■ Task goal ■
The answer must consist of every line in the records that contains the word "trim".

(Data supplied)

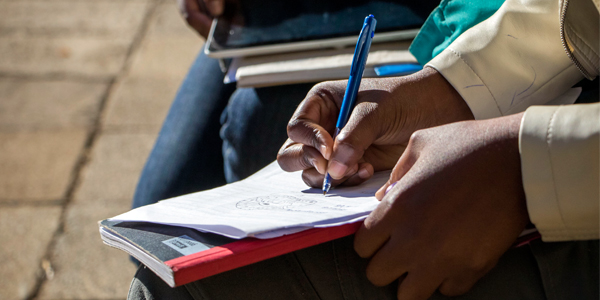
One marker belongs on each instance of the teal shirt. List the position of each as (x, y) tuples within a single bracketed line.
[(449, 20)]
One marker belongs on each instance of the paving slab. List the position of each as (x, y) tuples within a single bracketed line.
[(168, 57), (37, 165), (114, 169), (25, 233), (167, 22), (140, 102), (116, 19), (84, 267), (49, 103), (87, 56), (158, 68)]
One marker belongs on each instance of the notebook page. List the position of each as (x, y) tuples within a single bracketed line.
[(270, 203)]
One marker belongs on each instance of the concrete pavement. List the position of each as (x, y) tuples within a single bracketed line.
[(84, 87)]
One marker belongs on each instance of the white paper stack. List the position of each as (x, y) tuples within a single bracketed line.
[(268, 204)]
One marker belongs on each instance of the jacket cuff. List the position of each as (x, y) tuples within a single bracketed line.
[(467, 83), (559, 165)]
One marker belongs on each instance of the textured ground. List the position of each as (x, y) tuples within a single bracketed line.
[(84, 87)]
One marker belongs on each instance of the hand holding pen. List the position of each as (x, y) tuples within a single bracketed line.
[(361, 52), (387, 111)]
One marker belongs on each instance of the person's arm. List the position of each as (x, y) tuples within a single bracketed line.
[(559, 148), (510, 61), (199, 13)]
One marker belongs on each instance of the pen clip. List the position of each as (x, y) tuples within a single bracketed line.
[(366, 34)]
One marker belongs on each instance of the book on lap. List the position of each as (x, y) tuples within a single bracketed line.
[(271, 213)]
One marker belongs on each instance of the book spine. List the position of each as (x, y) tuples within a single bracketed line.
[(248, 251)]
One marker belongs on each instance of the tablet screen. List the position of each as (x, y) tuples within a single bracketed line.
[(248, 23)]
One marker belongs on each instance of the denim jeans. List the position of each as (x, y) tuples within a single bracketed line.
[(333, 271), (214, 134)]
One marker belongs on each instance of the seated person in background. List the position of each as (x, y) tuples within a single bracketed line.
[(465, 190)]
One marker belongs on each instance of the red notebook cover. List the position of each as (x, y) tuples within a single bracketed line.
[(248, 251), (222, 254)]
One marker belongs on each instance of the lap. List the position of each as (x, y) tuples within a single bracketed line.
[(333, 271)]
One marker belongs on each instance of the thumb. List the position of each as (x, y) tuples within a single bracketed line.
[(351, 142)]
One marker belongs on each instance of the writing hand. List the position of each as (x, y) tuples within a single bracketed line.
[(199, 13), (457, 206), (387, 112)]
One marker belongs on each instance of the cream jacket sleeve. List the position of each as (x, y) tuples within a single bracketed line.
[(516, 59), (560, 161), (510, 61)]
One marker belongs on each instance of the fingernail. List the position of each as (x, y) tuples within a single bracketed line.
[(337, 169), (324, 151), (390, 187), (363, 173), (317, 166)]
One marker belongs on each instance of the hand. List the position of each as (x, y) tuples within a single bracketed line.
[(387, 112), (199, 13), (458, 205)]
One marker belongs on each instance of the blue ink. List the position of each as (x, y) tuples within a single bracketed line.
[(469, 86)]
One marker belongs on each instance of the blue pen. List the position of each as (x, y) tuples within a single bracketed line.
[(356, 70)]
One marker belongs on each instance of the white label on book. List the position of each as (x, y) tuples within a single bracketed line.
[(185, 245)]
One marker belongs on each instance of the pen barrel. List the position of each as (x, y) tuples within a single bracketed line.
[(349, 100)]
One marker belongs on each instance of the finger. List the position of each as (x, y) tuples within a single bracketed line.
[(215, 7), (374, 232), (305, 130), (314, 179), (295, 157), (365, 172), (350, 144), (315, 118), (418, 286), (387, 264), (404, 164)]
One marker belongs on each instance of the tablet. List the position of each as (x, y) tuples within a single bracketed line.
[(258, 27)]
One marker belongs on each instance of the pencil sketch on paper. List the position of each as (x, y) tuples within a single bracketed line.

(End Data supplied)
(Data supplied)

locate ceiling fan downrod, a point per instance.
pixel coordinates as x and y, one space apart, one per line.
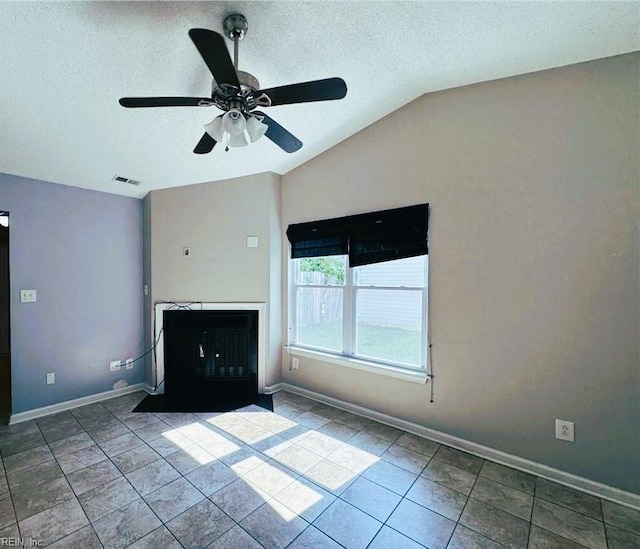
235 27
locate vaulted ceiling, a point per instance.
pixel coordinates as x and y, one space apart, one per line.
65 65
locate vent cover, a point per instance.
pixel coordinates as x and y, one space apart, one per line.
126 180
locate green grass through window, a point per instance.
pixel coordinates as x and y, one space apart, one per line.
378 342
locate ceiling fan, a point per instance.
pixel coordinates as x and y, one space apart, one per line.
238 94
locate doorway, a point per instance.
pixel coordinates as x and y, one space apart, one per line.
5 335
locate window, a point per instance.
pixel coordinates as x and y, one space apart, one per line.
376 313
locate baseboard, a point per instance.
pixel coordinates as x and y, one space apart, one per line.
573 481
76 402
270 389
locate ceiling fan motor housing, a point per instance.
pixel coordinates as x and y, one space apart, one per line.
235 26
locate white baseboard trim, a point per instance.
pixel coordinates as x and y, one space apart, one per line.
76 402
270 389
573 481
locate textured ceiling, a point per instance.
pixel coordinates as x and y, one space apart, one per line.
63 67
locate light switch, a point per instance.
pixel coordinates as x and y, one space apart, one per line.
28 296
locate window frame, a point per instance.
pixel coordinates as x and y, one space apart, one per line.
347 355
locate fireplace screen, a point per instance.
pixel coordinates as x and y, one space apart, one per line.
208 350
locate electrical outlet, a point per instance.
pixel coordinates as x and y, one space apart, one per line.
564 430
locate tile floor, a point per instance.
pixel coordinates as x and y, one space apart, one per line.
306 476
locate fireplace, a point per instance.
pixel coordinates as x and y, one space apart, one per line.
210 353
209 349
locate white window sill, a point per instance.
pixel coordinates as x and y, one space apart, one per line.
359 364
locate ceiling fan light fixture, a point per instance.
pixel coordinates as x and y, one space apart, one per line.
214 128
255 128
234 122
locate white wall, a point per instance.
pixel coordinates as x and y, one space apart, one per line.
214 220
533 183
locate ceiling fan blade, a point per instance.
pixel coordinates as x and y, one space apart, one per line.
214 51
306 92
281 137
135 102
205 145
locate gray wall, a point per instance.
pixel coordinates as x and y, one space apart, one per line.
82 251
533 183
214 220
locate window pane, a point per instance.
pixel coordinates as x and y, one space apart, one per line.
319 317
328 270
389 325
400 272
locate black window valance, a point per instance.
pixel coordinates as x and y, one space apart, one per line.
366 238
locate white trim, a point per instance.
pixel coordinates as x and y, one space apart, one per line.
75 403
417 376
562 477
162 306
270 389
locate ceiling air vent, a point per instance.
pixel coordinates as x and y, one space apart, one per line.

(End Data supplied)
(Data supplied)

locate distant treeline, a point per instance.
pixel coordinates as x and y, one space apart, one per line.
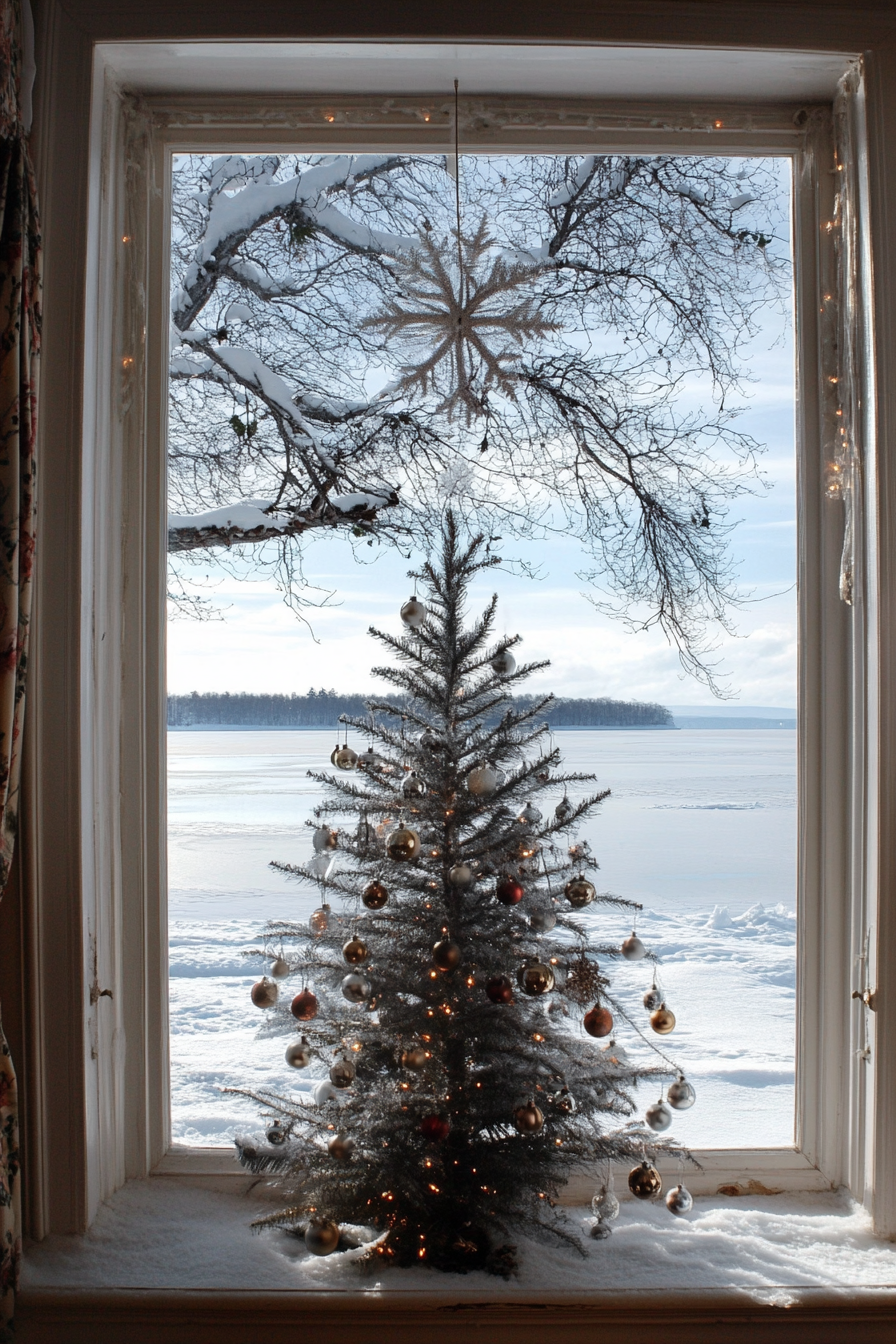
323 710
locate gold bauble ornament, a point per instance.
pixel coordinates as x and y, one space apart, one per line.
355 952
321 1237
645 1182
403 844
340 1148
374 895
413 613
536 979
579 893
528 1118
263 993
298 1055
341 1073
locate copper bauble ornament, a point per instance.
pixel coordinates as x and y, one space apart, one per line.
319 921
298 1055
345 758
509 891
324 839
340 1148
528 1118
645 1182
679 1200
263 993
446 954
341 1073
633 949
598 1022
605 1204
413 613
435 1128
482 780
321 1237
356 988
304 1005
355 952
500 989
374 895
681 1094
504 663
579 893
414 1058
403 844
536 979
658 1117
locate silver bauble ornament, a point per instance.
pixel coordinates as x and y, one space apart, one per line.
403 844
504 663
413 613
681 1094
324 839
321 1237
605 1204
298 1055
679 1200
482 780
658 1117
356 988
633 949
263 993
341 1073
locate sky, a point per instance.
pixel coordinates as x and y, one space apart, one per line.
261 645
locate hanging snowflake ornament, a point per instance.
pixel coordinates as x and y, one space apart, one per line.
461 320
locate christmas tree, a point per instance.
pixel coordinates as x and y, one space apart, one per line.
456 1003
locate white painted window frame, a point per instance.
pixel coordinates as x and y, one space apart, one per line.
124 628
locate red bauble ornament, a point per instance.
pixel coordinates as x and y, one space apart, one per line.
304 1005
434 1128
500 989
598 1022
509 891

(End Data supplied)

■ Task response ■
locate white baseboard trim, a point per instance.
locate white trim, a point per instance.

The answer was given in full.